* BEGIN *
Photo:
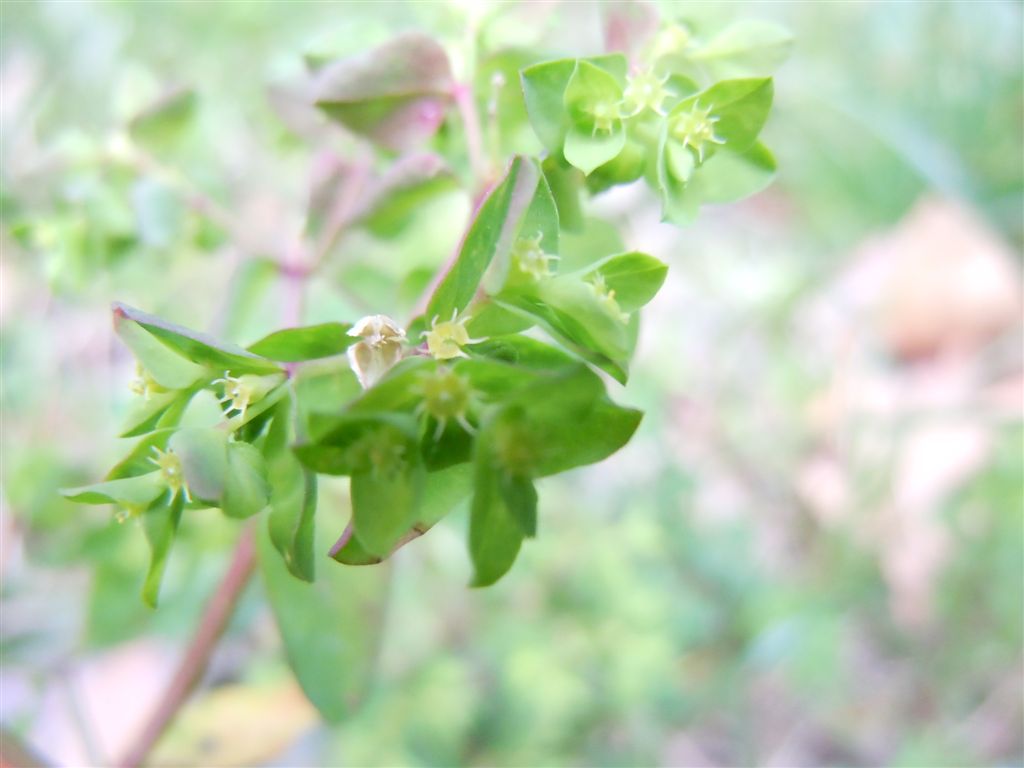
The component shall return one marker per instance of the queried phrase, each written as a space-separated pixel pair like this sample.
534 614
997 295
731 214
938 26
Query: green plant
496 381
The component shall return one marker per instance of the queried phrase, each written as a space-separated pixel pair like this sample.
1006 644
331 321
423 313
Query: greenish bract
664 120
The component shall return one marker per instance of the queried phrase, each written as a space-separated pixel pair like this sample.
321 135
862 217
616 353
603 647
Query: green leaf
* END *
> **EXERCISE OBJECTIVE**:
Please repeat every line of the records above word for word, leaving out the pictures.

> **SOLUTION TO THIS TASK**:
Photo:
The component shall return one marker per instance of the queried phrase, each written as a space-separated pixel pair like this sample.
534 614
997 295
731 214
938 26
Query: green plant
496 381
The component shall return one marker per instance of the queried phrase, each written as a space-separated pixel pair like this sample.
1006 644
331 321
423 313
Query: greenish bract
664 120
The component shall return one marker per instance of the queried phrase, each written as a space-separated pixel pair like this sample.
321 135
862 217
616 353
603 647
Query: green leaf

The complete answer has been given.